● Free-text object descriptions:
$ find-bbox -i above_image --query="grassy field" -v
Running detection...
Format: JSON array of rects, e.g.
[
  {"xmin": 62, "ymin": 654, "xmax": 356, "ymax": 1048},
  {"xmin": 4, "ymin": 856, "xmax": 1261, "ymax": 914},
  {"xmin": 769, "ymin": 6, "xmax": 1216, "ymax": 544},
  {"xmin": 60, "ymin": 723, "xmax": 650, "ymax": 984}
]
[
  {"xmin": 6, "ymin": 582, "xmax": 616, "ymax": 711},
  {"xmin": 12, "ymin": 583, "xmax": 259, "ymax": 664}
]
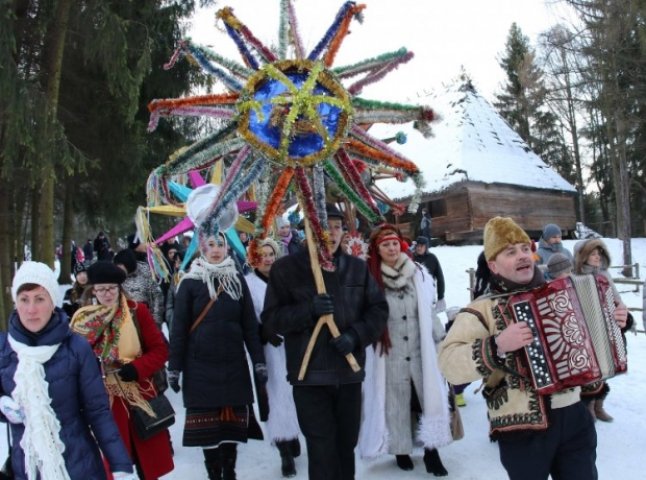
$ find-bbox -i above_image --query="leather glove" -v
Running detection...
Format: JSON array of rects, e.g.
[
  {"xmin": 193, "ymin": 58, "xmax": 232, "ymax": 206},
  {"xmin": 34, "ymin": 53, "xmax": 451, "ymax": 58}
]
[
  {"xmin": 330, "ymin": 330, "xmax": 358, "ymax": 356},
  {"xmin": 117, "ymin": 363, "xmax": 139, "ymax": 382},
  {"xmin": 112, "ymin": 472, "xmax": 137, "ymax": 480},
  {"xmin": 254, "ymin": 363, "xmax": 268, "ymax": 384},
  {"xmin": 261, "ymin": 323, "xmax": 284, "ymax": 347},
  {"xmin": 267, "ymin": 333, "xmax": 283, "ymax": 347},
  {"xmin": 311, "ymin": 294, "xmax": 334, "ymax": 320},
  {"xmin": 168, "ymin": 370, "xmax": 181, "ymax": 393},
  {"xmin": 0, "ymin": 396, "xmax": 25, "ymax": 424},
  {"xmin": 435, "ymin": 298, "xmax": 446, "ymax": 313}
]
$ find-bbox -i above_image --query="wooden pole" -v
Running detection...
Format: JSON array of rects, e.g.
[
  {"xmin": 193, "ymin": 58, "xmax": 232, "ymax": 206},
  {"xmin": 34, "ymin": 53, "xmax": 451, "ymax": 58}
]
[{"xmin": 297, "ymin": 202, "xmax": 360, "ymax": 380}]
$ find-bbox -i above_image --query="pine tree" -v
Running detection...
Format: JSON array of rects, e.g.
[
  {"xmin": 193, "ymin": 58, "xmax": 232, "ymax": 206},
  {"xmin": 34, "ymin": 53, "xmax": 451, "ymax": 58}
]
[{"xmin": 495, "ymin": 23, "xmax": 572, "ymax": 180}]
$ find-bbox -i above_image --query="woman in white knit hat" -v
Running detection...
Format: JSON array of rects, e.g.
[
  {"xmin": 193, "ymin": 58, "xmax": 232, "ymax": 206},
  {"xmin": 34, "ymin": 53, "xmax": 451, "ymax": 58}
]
[{"xmin": 0, "ymin": 261, "xmax": 135, "ymax": 479}]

● EXERCISE AIM: Whenever a line in the records contains the word "find", copy that line.

● EXERCISE RESULT:
$ find-bbox -i above_image --query="grassy field" -v
$ find-bbox -i above_image --query="leather glove" -v
$ find-bbox -i above_image --query="wooden pole" -v
$ find-bbox -i above_image --query="pine tree" -v
$ find-bbox -i above_image --query="woman in white knit hat" -v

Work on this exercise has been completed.